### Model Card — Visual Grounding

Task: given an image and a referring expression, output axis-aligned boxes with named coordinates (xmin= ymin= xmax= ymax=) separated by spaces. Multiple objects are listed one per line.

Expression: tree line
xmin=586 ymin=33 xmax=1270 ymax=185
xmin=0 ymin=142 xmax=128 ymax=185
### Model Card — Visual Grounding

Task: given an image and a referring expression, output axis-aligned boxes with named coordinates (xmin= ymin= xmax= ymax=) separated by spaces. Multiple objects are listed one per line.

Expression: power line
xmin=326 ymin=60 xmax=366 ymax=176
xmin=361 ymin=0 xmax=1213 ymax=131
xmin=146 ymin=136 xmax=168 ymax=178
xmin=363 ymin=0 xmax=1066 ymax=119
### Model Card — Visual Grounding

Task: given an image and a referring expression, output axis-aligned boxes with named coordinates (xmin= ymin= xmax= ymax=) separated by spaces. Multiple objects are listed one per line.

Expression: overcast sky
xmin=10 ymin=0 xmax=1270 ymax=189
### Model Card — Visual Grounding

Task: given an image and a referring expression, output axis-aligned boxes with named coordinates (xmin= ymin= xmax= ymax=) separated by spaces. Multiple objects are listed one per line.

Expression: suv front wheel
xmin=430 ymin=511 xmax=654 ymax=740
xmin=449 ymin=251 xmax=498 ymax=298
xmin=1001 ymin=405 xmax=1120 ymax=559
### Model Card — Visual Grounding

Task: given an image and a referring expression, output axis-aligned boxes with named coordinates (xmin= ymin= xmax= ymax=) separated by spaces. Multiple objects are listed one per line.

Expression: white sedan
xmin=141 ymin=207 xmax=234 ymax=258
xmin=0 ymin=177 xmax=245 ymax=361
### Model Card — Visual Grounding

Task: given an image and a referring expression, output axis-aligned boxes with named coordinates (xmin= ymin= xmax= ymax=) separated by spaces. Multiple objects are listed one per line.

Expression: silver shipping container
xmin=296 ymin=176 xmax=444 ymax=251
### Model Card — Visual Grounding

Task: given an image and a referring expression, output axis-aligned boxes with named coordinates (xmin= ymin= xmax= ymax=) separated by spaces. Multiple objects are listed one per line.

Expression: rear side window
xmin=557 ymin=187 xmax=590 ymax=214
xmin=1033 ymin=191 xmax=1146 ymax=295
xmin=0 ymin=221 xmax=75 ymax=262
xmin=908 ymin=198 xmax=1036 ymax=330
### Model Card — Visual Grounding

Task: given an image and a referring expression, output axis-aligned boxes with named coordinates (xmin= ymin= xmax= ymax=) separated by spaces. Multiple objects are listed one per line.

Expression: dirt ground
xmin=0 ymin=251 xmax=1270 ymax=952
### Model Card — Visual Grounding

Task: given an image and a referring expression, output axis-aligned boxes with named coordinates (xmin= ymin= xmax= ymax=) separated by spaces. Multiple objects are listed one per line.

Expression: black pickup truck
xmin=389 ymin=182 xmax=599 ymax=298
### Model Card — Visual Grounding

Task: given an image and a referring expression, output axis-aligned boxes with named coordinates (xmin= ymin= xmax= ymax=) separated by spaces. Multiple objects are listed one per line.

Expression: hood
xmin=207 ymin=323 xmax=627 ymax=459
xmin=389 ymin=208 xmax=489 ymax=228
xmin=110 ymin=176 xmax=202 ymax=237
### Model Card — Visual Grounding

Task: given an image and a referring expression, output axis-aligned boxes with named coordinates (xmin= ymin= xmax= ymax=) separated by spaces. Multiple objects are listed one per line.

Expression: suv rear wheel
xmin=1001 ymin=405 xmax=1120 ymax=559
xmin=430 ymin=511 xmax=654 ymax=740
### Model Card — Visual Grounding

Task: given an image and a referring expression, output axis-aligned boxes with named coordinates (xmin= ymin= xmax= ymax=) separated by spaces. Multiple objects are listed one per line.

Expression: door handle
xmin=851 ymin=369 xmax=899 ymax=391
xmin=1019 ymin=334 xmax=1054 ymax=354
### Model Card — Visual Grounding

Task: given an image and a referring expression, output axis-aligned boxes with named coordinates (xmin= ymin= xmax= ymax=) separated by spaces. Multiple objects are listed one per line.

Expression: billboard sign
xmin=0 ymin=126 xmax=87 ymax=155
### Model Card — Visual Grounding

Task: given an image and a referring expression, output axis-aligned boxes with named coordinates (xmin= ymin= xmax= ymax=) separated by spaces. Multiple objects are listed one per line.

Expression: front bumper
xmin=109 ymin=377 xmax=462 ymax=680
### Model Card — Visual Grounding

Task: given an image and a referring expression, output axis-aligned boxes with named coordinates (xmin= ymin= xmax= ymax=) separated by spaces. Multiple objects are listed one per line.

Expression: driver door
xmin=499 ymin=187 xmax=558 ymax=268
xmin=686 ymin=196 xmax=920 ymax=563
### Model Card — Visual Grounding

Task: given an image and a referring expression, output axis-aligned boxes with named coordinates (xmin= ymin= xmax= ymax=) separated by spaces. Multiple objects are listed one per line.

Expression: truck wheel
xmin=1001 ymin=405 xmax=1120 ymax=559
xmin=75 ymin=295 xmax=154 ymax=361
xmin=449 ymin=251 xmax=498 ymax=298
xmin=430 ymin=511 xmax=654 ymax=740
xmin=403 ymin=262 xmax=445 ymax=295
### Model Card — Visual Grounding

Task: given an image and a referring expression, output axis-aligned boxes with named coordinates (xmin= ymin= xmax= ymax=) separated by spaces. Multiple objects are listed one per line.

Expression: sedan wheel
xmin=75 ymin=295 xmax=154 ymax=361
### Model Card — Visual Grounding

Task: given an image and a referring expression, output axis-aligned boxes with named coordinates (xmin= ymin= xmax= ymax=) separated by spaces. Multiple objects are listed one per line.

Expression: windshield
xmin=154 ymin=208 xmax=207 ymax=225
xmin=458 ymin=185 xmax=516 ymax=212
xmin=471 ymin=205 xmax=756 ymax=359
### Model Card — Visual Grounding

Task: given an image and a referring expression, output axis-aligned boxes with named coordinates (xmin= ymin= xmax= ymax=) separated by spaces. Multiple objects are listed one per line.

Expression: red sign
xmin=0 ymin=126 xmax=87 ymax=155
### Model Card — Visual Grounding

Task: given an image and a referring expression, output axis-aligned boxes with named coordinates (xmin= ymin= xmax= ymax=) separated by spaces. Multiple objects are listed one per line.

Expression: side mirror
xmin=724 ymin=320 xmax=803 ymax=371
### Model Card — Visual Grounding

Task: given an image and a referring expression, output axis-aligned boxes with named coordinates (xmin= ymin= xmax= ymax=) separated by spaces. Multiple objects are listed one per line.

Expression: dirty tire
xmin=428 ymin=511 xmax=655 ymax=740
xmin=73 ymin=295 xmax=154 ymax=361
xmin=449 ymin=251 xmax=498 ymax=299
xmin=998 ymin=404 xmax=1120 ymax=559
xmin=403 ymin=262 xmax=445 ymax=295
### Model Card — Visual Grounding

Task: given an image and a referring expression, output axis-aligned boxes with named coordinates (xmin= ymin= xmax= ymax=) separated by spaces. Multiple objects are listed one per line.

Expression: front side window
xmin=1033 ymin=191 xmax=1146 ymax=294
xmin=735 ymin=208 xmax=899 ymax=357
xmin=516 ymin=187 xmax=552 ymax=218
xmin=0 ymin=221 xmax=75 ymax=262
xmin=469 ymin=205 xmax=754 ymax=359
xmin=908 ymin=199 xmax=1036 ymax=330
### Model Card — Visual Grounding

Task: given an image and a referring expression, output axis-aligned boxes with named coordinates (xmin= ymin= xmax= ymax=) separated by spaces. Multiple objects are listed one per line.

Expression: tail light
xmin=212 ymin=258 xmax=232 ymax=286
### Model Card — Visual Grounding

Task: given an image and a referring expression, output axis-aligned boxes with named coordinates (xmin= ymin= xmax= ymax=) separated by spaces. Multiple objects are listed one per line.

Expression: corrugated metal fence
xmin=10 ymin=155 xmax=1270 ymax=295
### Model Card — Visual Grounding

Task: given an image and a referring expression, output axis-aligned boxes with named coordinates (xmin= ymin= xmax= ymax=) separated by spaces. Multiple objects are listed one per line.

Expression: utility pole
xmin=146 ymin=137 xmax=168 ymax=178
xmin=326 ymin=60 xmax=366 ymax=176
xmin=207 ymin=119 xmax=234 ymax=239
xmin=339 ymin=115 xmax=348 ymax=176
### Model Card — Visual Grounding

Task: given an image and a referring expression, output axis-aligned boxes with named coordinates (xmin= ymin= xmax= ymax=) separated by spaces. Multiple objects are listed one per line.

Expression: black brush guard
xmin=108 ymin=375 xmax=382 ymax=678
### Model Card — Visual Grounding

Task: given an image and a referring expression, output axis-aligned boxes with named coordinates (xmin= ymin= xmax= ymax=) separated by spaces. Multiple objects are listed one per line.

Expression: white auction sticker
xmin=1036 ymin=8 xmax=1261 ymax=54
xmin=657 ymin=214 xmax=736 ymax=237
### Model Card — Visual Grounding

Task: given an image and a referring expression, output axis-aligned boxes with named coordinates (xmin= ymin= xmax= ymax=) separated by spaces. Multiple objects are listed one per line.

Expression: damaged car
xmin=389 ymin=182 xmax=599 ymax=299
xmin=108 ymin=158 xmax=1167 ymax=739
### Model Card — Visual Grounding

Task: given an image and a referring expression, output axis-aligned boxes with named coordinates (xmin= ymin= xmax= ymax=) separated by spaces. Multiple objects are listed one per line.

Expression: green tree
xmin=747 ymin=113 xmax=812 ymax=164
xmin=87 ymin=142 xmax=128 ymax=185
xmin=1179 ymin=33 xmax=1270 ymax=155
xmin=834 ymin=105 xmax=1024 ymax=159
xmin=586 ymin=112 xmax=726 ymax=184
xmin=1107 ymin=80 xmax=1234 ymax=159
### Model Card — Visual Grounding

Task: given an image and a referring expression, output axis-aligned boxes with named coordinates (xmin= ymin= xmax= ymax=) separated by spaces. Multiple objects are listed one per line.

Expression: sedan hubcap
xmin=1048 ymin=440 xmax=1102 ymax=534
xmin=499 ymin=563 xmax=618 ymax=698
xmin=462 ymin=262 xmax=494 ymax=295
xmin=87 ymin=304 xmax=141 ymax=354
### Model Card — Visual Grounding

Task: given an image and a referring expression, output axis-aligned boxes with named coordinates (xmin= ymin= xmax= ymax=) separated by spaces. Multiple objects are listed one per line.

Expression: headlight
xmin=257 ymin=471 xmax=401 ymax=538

=== TASK OBJECTIVE ===
Count the lines in the data above that contain the string "sedan", treating uppercase and lowercase as different. Give only the number.

=== REPLY ===
3